▸ **WHAT THE EXERCISE ASKS**
Repeat every one of the records below word for word, changing nothing.

▸ **DATA PROVIDED**
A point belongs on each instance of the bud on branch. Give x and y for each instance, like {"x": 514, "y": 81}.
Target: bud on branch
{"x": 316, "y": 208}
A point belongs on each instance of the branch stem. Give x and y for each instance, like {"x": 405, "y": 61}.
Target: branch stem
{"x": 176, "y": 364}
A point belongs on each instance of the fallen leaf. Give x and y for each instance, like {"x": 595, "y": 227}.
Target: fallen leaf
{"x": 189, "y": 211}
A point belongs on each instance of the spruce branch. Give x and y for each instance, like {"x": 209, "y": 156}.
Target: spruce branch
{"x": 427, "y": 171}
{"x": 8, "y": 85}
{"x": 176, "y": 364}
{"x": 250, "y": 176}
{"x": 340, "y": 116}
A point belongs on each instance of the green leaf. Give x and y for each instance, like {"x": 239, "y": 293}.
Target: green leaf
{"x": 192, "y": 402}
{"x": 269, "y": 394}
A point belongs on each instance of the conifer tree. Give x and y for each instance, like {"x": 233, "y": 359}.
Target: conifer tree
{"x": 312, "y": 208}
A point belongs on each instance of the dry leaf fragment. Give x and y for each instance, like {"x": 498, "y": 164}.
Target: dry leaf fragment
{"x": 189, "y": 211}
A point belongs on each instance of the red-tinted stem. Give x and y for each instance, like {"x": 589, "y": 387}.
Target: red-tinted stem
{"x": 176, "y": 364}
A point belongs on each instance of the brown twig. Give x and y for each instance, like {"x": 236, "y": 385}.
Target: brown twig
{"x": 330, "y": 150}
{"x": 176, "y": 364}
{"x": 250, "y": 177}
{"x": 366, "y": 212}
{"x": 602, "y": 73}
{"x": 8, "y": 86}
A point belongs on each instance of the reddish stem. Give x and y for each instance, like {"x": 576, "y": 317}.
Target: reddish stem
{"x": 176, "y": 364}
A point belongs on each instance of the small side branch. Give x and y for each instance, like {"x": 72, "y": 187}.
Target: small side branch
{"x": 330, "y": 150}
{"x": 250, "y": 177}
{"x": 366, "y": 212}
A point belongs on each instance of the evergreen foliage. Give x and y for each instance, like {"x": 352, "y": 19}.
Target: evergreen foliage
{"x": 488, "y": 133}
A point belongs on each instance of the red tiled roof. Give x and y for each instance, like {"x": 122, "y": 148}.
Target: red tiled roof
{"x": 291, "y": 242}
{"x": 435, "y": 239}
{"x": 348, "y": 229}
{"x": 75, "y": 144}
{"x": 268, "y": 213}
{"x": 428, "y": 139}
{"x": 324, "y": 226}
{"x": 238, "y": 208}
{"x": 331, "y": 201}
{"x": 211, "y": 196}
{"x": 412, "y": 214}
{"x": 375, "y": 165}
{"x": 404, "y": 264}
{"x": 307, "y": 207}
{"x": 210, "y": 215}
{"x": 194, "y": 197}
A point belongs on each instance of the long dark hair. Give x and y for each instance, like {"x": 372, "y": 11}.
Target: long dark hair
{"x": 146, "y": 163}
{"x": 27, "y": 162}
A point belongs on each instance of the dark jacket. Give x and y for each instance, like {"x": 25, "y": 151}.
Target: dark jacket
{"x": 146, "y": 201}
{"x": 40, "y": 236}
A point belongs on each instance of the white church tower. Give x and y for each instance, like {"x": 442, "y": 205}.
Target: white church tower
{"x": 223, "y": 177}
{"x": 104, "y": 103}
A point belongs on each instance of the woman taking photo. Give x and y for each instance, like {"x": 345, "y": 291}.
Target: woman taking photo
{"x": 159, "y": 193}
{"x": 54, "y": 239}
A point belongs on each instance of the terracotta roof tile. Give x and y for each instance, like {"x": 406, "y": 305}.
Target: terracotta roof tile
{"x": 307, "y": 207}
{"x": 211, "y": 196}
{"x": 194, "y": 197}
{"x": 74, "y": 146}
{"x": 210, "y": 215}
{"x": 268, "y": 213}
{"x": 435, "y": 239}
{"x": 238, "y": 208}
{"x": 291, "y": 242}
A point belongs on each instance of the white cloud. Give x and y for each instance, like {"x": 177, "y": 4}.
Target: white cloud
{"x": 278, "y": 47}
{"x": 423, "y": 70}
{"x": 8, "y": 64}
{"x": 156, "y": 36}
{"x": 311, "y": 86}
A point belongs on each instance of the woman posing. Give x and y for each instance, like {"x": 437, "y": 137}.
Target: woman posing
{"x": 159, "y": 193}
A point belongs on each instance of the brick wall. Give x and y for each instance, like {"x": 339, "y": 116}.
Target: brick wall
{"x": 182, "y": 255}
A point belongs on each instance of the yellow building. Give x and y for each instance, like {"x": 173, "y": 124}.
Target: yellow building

▸ **RESPONSE**
A point belongs on each instance of the bud on branch. Give x and y for each instance, like {"x": 514, "y": 81}.
Target: bud on branch
{"x": 316, "y": 208}
A point belongs on each instance of the branch stem. Give x and y for each instance, like {"x": 405, "y": 61}.
Target: branch stem
{"x": 176, "y": 364}
A point belongs on each instance of the fallen leaf. Give x and y for each instance, like {"x": 595, "y": 227}.
Target: fallen leaf
{"x": 189, "y": 211}
A point belongs on each instance of the spruce branch. Give x and y for each instance, like {"x": 209, "y": 156}.
Target: spruce branch
{"x": 427, "y": 171}
{"x": 8, "y": 85}
{"x": 176, "y": 364}
{"x": 250, "y": 176}
{"x": 340, "y": 116}
A point belongs on each instance of the green leaf. Give x and y for each instance, like {"x": 239, "y": 293}.
Target: green leaf
{"x": 192, "y": 402}
{"x": 269, "y": 394}
A point belongs on each instance of the conifer tree. Give x and y for each instance, like {"x": 233, "y": 359}.
Target: conifer tree
{"x": 312, "y": 208}
A point belongs on each instance of the dry leaf fragment. Give x and y for each instance, like {"x": 498, "y": 164}.
Target: dry leaf fragment
{"x": 189, "y": 211}
A point belongs on each instance of the red-tinted stem. Give x and y for each instance, like {"x": 589, "y": 387}.
Target: red-tinted stem
{"x": 176, "y": 364}
A point belongs on each instance of the brown twig. Give x and y for each instance, like {"x": 236, "y": 385}.
Target: brown twig
{"x": 330, "y": 150}
{"x": 176, "y": 364}
{"x": 250, "y": 177}
{"x": 366, "y": 212}
{"x": 602, "y": 73}
{"x": 8, "y": 86}
A point belongs on each instance of the reddish stem. Give x and y for each instance, like {"x": 576, "y": 317}.
Target: reddish stem
{"x": 176, "y": 364}
A point belongs on each instance of the small side branch. Give x and y for each instance, like {"x": 72, "y": 187}.
Target: small side branch
{"x": 330, "y": 150}
{"x": 250, "y": 177}
{"x": 366, "y": 212}
A point belongs on each instance of the evergreen foliage. Give x and y for each instance, like {"x": 352, "y": 19}.
Target: evergreen foliage
{"x": 488, "y": 133}
A point belongs on each instance of the red tiled roof. Give x and y for each instance, like {"x": 122, "y": 148}.
Target: red tiled roof
{"x": 291, "y": 242}
{"x": 435, "y": 239}
{"x": 348, "y": 229}
{"x": 75, "y": 144}
{"x": 268, "y": 213}
{"x": 428, "y": 139}
{"x": 324, "y": 226}
{"x": 238, "y": 208}
{"x": 331, "y": 201}
{"x": 211, "y": 196}
{"x": 412, "y": 214}
{"x": 375, "y": 165}
{"x": 404, "y": 264}
{"x": 307, "y": 207}
{"x": 210, "y": 215}
{"x": 194, "y": 197}
A point belongs on each instance of the long dark hair. Give x and y for each instance, like {"x": 372, "y": 11}.
Target: long dark hair
{"x": 146, "y": 163}
{"x": 27, "y": 162}
A point belongs on each instance of the dark jacket. Give x and y for each instance, like {"x": 25, "y": 151}.
Target: dark jacket
{"x": 146, "y": 201}
{"x": 40, "y": 236}
A point belongs on each instance of the white church tower. Give x and y for each instance, like {"x": 442, "y": 205}.
Target: white church tower
{"x": 223, "y": 177}
{"x": 104, "y": 103}
A point belongs on each instance of the woman taking photo. Give x and y for each instance, like {"x": 345, "y": 291}.
Target: woman taking photo
{"x": 159, "y": 193}
{"x": 54, "y": 239}
A point belongs on each instance of the terracotta roof tile. Give x and y for each instance, like {"x": 406, "y": 305}.
Target: terracotta roof tile
{"x": 307, "y": 207}
{"x": 211, "y": 196}
{"x": 194, "y": 197}
{"x": 74, "y": 146}
{"x": 210, "y": 215}
{"x": 268, "y": 213}
{"x": 435, "y": 239}
{"x": 238, "y": 208}
{"x": 291, "y": 242}
A point belongs on each instance of the white cloud. Give x and y for each instance, like {"x": 177, "y": 4}.
Target: white cloud
{"x": 278, "y": 47}
{"x": 423, "y": 70}
{"x": 8, "y": 64}
{"x": 156, "y": 36}
{"x": 311, "y": 86}
A point belongs on each instance of the woman posing. Give x and y for each instance, like {"x": 437, "y": 137}.
Target: woman posing
{"x": 159, "y": 193}
A point belongs on each instance of the brick wall. Give x and y for each instance, like {"x": 339, "y": 116}.
Target: brick wall
{"x": 182, "y": 255}
A point belongs on each instance of the yellow building. Give x and y for each instance, like {"x": 173, "y": 124}.
Target: yellow building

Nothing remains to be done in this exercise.